------ Article ------

AE 12: Modelling penguins
In this application exercise we will be studying penguins. The data can be found in the palmerpenguins package and we will use tidyverse and tidymodels for data exploration and modeling, respectively.
You’ve seen the penguins
data far too much at this point (sorry!!!), but we’re going to bring it back one more time.
glimpse(penguins)
Rows: 344
Columns: 8
$ species <fct> Adelie, Adelie, Adelie, Adelie, Adelie, Adelie, Adel…
$ island <fct> Torgersen, Torgersen, Torgersen, Torgersen, Torgerse…
$ bill_length_mm <dbl> 39.1, 39.5, 40.3, NA, 36.7, 39.3, 38.9, 39.2, 34.1, …
$ bill_depth_mm <dbl> 18.7, 17.4, 18.0, NA, 19.3, 20.6, 17.8, 19.6, 18.1, …
$ flipper_length_mm <int> 181, 186, 195, NA, 193, 190, 181, 195, 193, 190, 186…
$ body_mass_g <int> 3750, 3800, 3250, NA, 3450, 3650, 3625, 4675, 3475, …
$ sex <fct> male, female, female, NA, female, male, female, male…
$ year <int> 2007, 2007, 2007, 2007, 2007, 2007, 2007, 2007, 2007…
Part 1
Our goal is to understand better how various body measurements and attributes of penguins relate to their body mass. First, we are going to investigate the relationship between a penguins’ flipper lengths and their body masses.
- Based on our research focus, body mass is the response variable.

------ Information provided ------

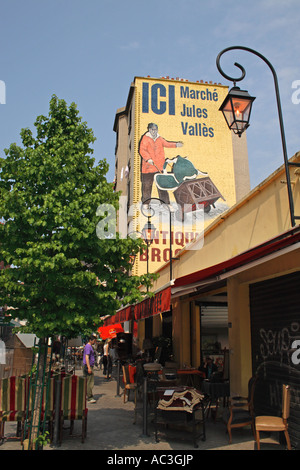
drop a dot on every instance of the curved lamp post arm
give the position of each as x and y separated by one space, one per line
286 162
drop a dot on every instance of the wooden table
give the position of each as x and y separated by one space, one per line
191 375
177 406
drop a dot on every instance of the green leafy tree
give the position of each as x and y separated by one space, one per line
62 277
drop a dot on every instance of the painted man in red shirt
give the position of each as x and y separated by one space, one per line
152 151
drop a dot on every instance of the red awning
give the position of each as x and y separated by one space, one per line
110 331
149 307
270 246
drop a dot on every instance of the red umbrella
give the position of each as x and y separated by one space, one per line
110 331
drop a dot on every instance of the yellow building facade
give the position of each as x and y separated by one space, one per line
173 145
235 285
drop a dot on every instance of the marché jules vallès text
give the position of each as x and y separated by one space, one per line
161 99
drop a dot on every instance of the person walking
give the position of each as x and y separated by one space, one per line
88 365
107 362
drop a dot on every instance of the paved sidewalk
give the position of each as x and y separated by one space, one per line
110 427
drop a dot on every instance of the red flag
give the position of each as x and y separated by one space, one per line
110 331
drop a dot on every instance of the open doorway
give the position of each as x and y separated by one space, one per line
214 334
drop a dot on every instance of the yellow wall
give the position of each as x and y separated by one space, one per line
164 102
262 215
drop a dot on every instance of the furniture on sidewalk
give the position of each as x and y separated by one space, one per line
276 423
215 391
240 411
177 408
73 404
191 377
12 405
47 407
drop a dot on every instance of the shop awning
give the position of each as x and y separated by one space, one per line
149 307
110 331
216 271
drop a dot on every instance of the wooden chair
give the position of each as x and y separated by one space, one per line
127 384
12 404
240 412
73 403
48 403
276 423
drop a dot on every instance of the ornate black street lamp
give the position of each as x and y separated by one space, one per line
237 108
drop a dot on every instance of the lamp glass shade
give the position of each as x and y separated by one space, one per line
149 232
236 109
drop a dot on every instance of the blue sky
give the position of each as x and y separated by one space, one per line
90 51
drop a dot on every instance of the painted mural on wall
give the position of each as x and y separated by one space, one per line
177 175
184 156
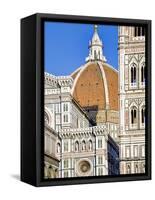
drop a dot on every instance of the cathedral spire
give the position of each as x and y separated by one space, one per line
95 47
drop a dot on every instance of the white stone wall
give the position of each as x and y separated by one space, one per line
132 95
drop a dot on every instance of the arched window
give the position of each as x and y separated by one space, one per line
136 168
133 115
58 147
143 168
133 73
143 115
143 73
128 169
95 55
46 118
76 146
65 118
83 145
90 145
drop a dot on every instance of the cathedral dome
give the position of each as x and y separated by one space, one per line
96 86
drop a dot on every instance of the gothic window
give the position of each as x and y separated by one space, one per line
136 168
99 143
127 151
143 73
83 145
100 171
128 169
143 151
133 115
66 146
100 160
65 173
90 145
65 118
133 73
65 107
46 118
143 167
76 146
95 55
58 147
143 115
65 163
135 151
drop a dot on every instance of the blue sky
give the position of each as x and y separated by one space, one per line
66 45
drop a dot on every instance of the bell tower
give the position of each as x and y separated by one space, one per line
95 48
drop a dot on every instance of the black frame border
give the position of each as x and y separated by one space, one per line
40 18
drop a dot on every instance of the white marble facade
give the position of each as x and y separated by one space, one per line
77 147
132 99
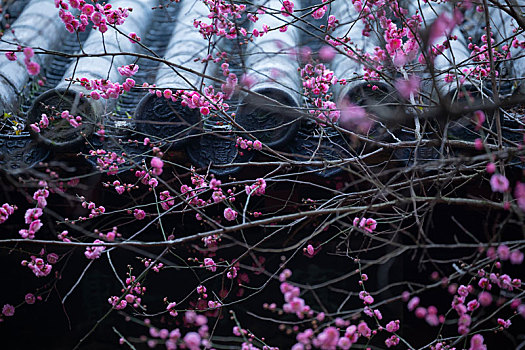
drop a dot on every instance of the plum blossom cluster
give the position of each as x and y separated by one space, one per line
316 83
102 88
132 294
32 215
5 211
95 251
107 160
257 189
94 210
38 266
206 103
98 16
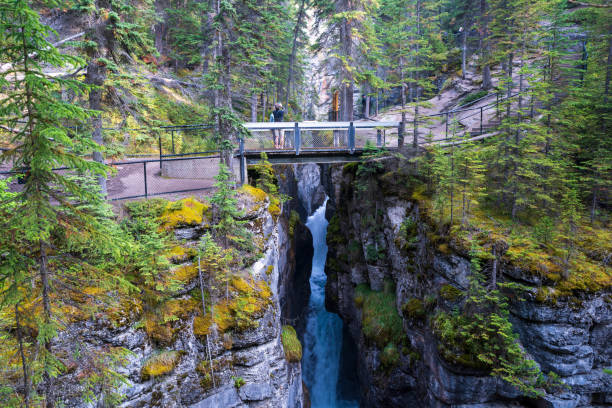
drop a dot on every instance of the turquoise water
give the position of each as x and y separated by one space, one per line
323 335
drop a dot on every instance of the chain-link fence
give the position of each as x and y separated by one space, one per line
145 178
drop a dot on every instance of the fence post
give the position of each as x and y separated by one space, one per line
160 152
351 138
145 172
242 163
415 140
298 140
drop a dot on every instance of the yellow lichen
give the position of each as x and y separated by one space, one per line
185 212
180 254
92 290
160 364
291 344
184 273
258 194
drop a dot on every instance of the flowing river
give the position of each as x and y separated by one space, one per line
323 336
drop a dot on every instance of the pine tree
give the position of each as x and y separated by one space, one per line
46 214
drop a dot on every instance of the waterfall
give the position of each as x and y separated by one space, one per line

------

List every column name that the glimpse output in the penguin modelling exercise shows.

Response to this exercise:
species, island, bill_length_mm, bill_depth_mm, flipper_length_mm, body_mass_g, sex, year